> **TAREFA A REALIZAR**
Coloque todas as linhas dos dados abaixo em uma tabela Markdown com as colunas "Nº" e "Linha", numerando as linhas e deixando de fora as que estiverem em branco.

-------- DADOS DE ORIGEM

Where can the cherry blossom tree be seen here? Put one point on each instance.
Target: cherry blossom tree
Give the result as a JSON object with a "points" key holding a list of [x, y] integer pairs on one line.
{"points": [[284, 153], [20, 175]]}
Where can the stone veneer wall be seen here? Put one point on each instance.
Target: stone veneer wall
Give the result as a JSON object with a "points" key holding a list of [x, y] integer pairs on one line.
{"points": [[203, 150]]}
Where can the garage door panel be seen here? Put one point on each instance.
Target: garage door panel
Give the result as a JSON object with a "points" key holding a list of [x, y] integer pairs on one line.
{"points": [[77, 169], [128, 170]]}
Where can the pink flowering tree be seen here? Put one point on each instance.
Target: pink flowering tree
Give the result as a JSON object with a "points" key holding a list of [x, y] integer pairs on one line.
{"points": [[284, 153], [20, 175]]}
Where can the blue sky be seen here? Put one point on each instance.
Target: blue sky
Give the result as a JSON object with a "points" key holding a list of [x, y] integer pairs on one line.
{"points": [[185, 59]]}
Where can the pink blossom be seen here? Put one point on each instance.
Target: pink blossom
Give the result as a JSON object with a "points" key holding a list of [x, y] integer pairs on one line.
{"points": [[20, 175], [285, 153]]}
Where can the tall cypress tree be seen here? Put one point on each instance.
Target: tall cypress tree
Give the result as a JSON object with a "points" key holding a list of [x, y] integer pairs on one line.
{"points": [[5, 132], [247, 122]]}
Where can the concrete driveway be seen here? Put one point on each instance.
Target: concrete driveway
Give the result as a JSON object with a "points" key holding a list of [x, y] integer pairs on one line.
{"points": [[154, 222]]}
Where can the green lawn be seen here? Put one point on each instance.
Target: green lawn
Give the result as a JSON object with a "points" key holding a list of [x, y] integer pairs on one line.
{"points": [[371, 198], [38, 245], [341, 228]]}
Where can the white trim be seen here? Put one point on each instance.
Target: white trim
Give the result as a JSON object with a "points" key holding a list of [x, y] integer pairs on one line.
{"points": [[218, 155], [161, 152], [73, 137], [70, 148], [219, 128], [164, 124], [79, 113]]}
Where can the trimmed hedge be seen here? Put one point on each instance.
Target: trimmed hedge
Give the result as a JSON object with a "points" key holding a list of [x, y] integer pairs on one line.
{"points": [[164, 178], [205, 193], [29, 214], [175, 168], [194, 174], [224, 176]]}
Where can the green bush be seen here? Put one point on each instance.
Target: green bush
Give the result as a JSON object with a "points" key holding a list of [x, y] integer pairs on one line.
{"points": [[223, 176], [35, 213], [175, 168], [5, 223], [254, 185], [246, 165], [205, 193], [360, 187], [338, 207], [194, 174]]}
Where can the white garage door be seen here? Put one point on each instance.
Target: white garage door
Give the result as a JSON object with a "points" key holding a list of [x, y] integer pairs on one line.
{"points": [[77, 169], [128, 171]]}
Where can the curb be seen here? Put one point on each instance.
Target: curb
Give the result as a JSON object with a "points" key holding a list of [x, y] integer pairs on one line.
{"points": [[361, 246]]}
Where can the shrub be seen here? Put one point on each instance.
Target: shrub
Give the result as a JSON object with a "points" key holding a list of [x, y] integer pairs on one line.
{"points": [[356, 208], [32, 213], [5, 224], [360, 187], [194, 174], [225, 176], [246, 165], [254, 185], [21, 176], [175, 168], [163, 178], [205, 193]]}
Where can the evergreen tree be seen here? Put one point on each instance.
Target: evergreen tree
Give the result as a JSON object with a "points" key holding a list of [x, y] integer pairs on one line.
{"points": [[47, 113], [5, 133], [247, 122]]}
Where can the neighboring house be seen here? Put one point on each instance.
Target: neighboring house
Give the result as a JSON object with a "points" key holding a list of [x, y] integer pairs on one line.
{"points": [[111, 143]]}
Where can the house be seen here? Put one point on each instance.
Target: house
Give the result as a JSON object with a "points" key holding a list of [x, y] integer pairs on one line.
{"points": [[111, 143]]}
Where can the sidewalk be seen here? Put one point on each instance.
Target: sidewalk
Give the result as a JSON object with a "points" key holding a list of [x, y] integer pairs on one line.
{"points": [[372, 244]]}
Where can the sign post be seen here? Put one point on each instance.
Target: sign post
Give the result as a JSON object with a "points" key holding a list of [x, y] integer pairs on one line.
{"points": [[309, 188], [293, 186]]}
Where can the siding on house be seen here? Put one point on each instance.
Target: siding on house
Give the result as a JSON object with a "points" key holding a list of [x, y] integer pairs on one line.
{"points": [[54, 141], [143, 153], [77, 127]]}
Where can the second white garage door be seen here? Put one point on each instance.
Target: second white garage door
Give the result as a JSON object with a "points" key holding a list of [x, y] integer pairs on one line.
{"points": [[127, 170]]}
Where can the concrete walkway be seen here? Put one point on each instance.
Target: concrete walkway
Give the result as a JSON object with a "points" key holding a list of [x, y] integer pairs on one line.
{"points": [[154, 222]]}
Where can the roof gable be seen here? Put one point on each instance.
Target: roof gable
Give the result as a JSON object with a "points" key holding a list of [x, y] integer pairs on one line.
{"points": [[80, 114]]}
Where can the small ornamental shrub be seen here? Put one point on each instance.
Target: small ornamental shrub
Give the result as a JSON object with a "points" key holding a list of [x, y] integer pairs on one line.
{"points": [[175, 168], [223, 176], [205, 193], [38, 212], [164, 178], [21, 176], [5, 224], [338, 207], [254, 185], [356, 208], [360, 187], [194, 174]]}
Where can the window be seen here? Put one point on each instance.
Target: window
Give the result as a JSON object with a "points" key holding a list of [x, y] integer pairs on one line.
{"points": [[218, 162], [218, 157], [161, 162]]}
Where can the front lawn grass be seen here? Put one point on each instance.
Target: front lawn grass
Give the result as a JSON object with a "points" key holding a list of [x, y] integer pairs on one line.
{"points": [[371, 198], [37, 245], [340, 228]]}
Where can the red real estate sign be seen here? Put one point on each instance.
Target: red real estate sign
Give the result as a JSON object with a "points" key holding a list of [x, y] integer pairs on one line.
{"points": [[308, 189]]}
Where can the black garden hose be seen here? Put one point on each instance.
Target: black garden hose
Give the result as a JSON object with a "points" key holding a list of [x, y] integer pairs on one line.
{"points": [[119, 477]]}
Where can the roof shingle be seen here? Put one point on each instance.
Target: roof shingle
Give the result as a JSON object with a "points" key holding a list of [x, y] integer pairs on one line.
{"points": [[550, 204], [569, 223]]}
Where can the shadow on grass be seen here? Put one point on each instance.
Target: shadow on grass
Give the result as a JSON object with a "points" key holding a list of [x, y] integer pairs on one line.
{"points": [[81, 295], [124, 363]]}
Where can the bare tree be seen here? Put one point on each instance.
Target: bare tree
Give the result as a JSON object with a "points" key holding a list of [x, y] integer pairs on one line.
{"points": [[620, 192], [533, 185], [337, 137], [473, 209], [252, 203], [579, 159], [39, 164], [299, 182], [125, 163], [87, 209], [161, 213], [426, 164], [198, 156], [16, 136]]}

----------------

> **RESPOSTA**
| Nº | Linha |
|---|---|
| 1 | Where can the cherry blossom tree be seen here? Put one point on each instance. |
| 2 | Target: cherry blossom tree |
| 3 | Give the result as a JSON object with a "points" key holding a list of [x, y] integer pairs on one line. |
| 4 | {"points": [[284, 153], [20, 175]]} |
| 5 | Where can the stone veneer wall be seen here? Put one point on each instance. |
| 6 | Target: stone veneer wall |
| 7 | Give the result as a JSON object with a "points" key holding a list of [x, y] integer pairs on one line. |
| 8 | {"points": [[203, 150]]} |
| 9 | Where can the garage door panel be seen here? Put one point on each instance. |
| 10 | Target: garage door panel |
| 11 | Give the result as a JSON object with a "points" key holding a list of [x, y] integer pairs on one line. |
| 12 | {"points": [[77, 169], [128, 170]]} |
| 13 | Where can the pink flowering tree be seen here? Put one point on each instance. |
| 14 | Target: pink flowering tree |
| 15 | Give the result as a JSON object with a "points" key holding a list of [x, y] integer pairs on one line. |
| 16 | {"points": [[284, 153], [20, 175]]} |
| 17 | Where can the blue sky be seen here? Put one point on each instance. |
| 18 | Target: blue sky |
| 19 | Give the result as a JSON object with a "points" key holding a list of [x, y] integer pairs on one line. |
| 20 | {"points": [[185, 59]]} |
| 21 | Where can the pink blossom be seen here? Put one point on each instance. |
| 22 | Target: pink blossom |
| 23 | Give the result as a JSON object with a "points" key holding a list of [x, y] integer pairs on one line. |
| 24 | {"points": [[20, 175], [285, 153]]} |
| 25 | Where can the tall cypress tree be seen here? Put one point on each instance. |
| 26 | Target: tall cypress tree |
| 27 | Give the result as a JSON object with a "points" key holding a list of [x, y] integer pairs on one line. |
| 28 | {"points": [[5, 132], [247, 122]]} |
| 29 | Where can the concrete driveway be seen here? Put one point on each instance. |
| 30 | Target: concrete driveway |
| 31 | Give the result as a JSON object with a "points" key holding a list of [x, y] integer pairs on one line. |
| 32 | {"points": [[154, 222]]} |
| 33 | Where can the green lawn be seen here? Put one point on each instance. |
| 34 | Target: green lawn |
| 35 | Give the result as a JSON object with a "points" key holding a list of [x, y] integer pairs on one line. |
| 36 | {"points": [[371, 198], [38, 245], [341, 228]]} |
| 37 | Where can the white trim be seen here? Put one point on each instance. |
| 38 | Target: white trim |
| 39 | Give the result as a JSON object with a "points" key holding a list of [x, y] integer pairs on one line. |
| 40 | {"points": [[218, 155], [161, 152], [73, 137], [70, 148], [219, 128], [164, 124], [79, 113]]} |
| 41 | Where can the trimmed hedge be seen here? Put one point on each instance. |
| 42 | Target: trimmed hedge |
| 43 | Give the result as a JSON object with a "points" key holding a list of [x, y] integer pairs on one line. |
| 44 | {"points": [[164, 178], [205, 193], [29, 214], [175, 168], [194, 174], [224, 176]]} |
| 45 | Where can the green bush be seen here? Put one point on each instance. |
| 46 | Target: green bush |
| 47 | Give the result as a JSON object with a "points" key holding a list of [x, y] integer pairs on one line. |
| 48 | {"points": [[223, 176], [35, 213], [175, 168], [5, 223], [254, 185], [246, 165], [205, 193], [360, 187], [338, 207], [194, 174]]} |
| 49 | Where can the white garage door be seen here? Put one point on each instance. |
| 50 | Target: white garage door |
| 51 | Give the result as a JSON object with a "points" key holding a list of [x, y] integer pairs on one line. |
| 52 | {"points": [[77, 169], [128, 171]]} |
| 53 | Where can the curb be seen here? Put one point on each instance. |
| 54 | Target: curb |
| 55 | Give the result as a JSON object with a "points" key holding a list of [x, y] integer pairs on one line. |
| 56 | {"points": [[361, 246]]} |
| 57 | Where can the shrub be seen here? Put one point on each instance. |
| 58 | Target: shrub |
| 59 | Give the result as a JSON object with a "points" key holding a list of [x, y] integer pairs on one line. |
| 60 | {"points": [[356, 208], [32, 213], [5, 224], [360, 187], [194, 174], [225, 176], [246, 165], [254, 185], [21, 176], [175, 168], [163, 178], [205, 193]]} |
| 61 | Where can the evergreen tree be seen here? Put one point on each instance. |
| 62 | Target: evergreen tree |
| 63 | Give the result as a JSON object with a "points" key holding a list of [x, y] integer pairs on one line. |
| 64 | {"points": [[47, 113], [5, 133], [247, 122]]} |
| 65 | Where can the neighboring house be seen here? Put one point on each instance. |
| 66 | Target: neighboring house |
| 67 | Give the result as a JSON object with a "points" key holding a list of [x, y] integer pairs on one line. |
| 68 | {"points": [[111, 143]]} |
| 69 | Where can the house be seen here? Put one point on each instance. |
| 70 | Target: house |
| 71 | Give the result as a JSON object with a "points" key holding a list of [x, y] integer pairs on one line. |
| 72 | {"points": [[111, 143]]} |
| 73 | Where can the sidewalk be seen here? Put one point on each instance. |
| 74 | Target: sidewalk |
| 75 | Give the result as a JSON object with a "points" key holding a list of [x, y] integer pairs on one line. |
| 76 | {"points": [[372, 244]]} |
| 77 | Where can the sign post be seen here? Put one point on each instance. |
| 78 | Target: sign post |
| 79 | Give the result as a JSON object with a "points" key holding a list of [x, y] integer pairs on one line. |
| 80 | {"points": [[309, 188], [293, 186]]} |
| 81 | Where can the siding on house be seen here? Put one point on each instance. |
| 82 | Target: siding on house |
| 83 | Give the result as a JSON object with a "points" key holding a list of [x, y] integer pairs on one line. |
| 84 | {"points": [[54, 141], [143, 153], [77, 127]]} |
| 85 | Where can the second white garage door be seen here? Put one point on each instance. |
| 86 | Target: second white garage door |
| 87 | Give the result as a JSON object with a "points" key holding a list of [x, y] integer pairs on one line. |
| 88 | {"points": [[127, 170]]} |
| 89 | Where can the concrete walkway be seen here? Put one point on each instance. |
| 90 | Target: concrete walkway |
| 91 | Give the result as a JSON object with a "points" key holding a list of [x, y] integer pairs on one line. |
| 92 | {"points": [[154, 222]]} |
| 93 | Where can the roof gable be seen here? Put one point on each instance. |
| 94 | Target: roof gable |
| 95 | Give the result as a JSON object with a "points" key holding a list of [x, y] integer pairs on one line. |
| 96 | {"points": [[80, 114]]} |
| 97 | Where can the small ornamental shrub be seen here? Put one point on each instance. |
| 98 | Target: small ornamental shrub |
| 99 | Give the result as a JSON object with a "points" key holding a list of [x, y] integer pairs on one line. |
| 100 | {"points": [[175, 168], [223, 176], [205, 193], [38, 212], [164, 178], [21, 176], [5, 224], [338, 207], [254, 185], [356, 208], [360, 187], [194, 174]]} |
| 101 | Where can the window be seen here? Put one point on each instance. |
| 102 | Target: window |
| 103 | Give the result as a JSON object with a "points" key holding a list of [x, y] integer pairs on one line. |
| 104 | {"points": [[218, 162], [218, 157], [161, 162]]} |
| 105 | Where can the front lawn grass be seen here? Put one point on each instance. |
| 106 | Target: front lawn grass |
| 107 | Give the result as a JSON object with a "points" key holding a list of [x, y] integer pairs on one line. |
| 108 | {"points": [[371, 198], [37, 245], [340, 228]]} |
| 109 | Where can the red real estate sign be seen here? Put one point on each instance. |
| 110 | Target: red real estate sign |
| 111 | Give the result as a JSON object with a "points" key holding a list of [x, y] integer pairs on one line. |
| 112 | {"points": [[308, 189]]} |
| 113 | Where can the black garden hose be seen here? Put one point on each instance. |
| 114 | Target: black garden hose |
| 115 | Give the result as a JSON object with a "points" key holding a list of [x, y] integer pairs on one line. |
| 116 | {"points": [[119, 477]]} |
| 117 | Where can the roof shingle be seen here? Put one point on each instance. |
| 118 | Target: roof shingle |
| 119 | Give the result as a JSON object with a "points" key holding a list of [x, y] integer pairs on one line. |
| 120 | {"points": [[550, 204], [569, 223]]} |
| 121 | Where can the shadow on grass be seen here? Put one point on each instance. |
| 122 | Target: shadow on grass |
| 123 | Give the result as a JSON object with a "points" key holding a list of [x, y] integer pairs on one line. |
| 124 | {"points": [[81, 295], [124, 363]]} |
| 125 | Where can the bare tree be seen here? Put one point on each instance. |
| 126 | Target: bare tree |
| 127 | Give the result as a JSON object with a "points" key holding a list of [x, y] integer pairs on one line. |
| 128 | {"points": [[620, 192], [533, 185], [337, 137], [473, 209], [252, 203], [579, 159], [39, 164], [299, 182], [125, 163], [87, 209], [161, 213], [426, 164], [198, 156], [16, 136]]} |